━━━━━ Kutipan Sumber

Friday 29 June 2012

Kekayaan Nusantara : Kopi




                 Saya menulis ini tanpa kopi. Kopi saya sudah habis, tinggal menyisakan dedaknya saja. Dan saya belum ada niatan untuk menyeduh kopi toraja arabika persediaan dirumah lagi. Mungkin karena saya sudah minum espresso hari ini, dan jantung saya berdegup lebih cepat dari biasanya. Oke, mari kita mulai dengan sedikit serius.
                Ketika sebuah pertanyaan dilemparkan pada saya, “Menurut kamu, yang paling Indonesia itu, apa?”. Maka yang pertama kali terlintas dikepala saya adalah kopi. Kenapa kopi? Em… Indonesia adalah negara kepulauan terbesar didunia, dengan jumlah pulau yang tercatat sebanyak 13.487.  Terletak diantara dua benua dan dua samudera menjadikan Indonesia tempat yang sangat potensial. Potensial untuk berbagai hal. Salah satunya untuk menanam kopi. Bahkan dari kedua spesies yang paling terkenal, yaitu arabika dan robusta. Dengan kondisi Indonesia yang beriklim tropis dan berbukit kopi tumbuh dengan subur dan menghasilkan varietas yang tidak bisa dianggap remeh kualitasnya.
                Dari Sabang sampai Merauke tersebar jenis-jenis kopi yang rasanya sangat khas. Saya tidak akan langsung membahas kopi luwak yang saat ini sangat terkenal dimana-mana. Rasa-rasanya jangan mengaku peminum kopi yang kekinian jika belum mencoba kopi luwak yang harganya lebih mahal jika dibandingkan dengan kopi lain.

━━━━━━━━━━

Tugas: Teruskan tulisan tentang kopi Nusantara di atas, dimulai tepat setelah kalimat terakhir yang ditampilkan.

━━━━━ Data Hasil Ekstraksi

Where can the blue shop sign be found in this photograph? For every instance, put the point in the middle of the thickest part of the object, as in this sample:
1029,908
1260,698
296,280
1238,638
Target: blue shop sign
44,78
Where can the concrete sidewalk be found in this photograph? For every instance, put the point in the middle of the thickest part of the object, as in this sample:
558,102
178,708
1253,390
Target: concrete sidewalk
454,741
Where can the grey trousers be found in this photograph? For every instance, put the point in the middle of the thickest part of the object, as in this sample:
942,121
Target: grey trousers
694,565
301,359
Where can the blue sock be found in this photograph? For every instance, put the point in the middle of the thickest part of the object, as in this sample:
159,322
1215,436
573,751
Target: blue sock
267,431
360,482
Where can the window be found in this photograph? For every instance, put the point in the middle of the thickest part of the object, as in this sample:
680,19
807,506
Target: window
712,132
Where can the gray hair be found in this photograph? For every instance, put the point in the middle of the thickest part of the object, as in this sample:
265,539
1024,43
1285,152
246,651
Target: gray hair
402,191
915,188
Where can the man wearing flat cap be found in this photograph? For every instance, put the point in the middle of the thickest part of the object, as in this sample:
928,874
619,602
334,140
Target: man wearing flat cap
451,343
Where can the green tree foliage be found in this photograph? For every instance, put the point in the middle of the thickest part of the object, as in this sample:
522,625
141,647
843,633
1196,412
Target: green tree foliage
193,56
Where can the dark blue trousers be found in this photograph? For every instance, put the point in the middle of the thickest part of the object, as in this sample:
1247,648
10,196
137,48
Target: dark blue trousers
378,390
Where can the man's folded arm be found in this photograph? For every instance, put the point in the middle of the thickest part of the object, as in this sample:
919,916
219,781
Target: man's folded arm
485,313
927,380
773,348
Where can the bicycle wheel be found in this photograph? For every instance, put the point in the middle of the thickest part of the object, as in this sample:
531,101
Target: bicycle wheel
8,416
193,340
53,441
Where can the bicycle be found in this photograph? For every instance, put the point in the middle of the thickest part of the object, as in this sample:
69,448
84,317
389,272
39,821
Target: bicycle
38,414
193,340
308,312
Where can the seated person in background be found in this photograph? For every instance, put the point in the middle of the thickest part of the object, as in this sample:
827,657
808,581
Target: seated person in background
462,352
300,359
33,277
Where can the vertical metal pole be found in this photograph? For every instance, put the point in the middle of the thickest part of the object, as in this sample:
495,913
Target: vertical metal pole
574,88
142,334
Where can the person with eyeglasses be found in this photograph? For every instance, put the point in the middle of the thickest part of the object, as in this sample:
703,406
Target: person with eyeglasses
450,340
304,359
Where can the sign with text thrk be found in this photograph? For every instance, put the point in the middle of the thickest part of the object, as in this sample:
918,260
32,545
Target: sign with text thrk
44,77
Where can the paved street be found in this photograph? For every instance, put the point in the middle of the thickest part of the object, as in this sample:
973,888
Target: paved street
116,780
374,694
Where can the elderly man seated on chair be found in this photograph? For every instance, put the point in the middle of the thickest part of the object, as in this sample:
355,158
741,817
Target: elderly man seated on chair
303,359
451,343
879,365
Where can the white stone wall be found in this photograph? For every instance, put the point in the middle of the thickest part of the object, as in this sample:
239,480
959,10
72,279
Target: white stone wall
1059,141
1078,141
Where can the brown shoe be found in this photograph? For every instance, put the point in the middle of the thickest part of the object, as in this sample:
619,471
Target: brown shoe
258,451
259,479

━━━━━━━━━━

Jawaban:
                Saya beberapa kali bertamasya, keliling Indonesia. Tidak secara langsung, tapi dari kopi-kopi khas dari pulau-pulau Indonesia yang saya dapatkan dari kerabat atau teman yang mengetahui kegemaran saya terhadap kopi. Pertama, dari pulau Sumatera saja, ada kopi Mandailing, Lintong dan Gayo. Saya sangat suka kopi Gayo. Diseduh dengan tambahan gula merah. Membayangkan aromanya saja saya sudah tersenyum. Entah mengapa kopi gayo mengingatkan saya pada wangi tanah pasca hujan.  Secara ajaib sangat romantis. Lalu di pulau jawa, terkenal dengan kopi jawa atau di mancanegara mungkin kopi java. Salah satu pengolah kopi jawa favorit saya: Kopi Banceuy. Wah…. Menghirup aroma kopi robusta banceuy itu seperti curi hirup wangi surga. Atau masuk ke mesin waktu dan minum kopi dijaman kolonial Belanda dari beranda perpustakaan milik Gubernur Batavia.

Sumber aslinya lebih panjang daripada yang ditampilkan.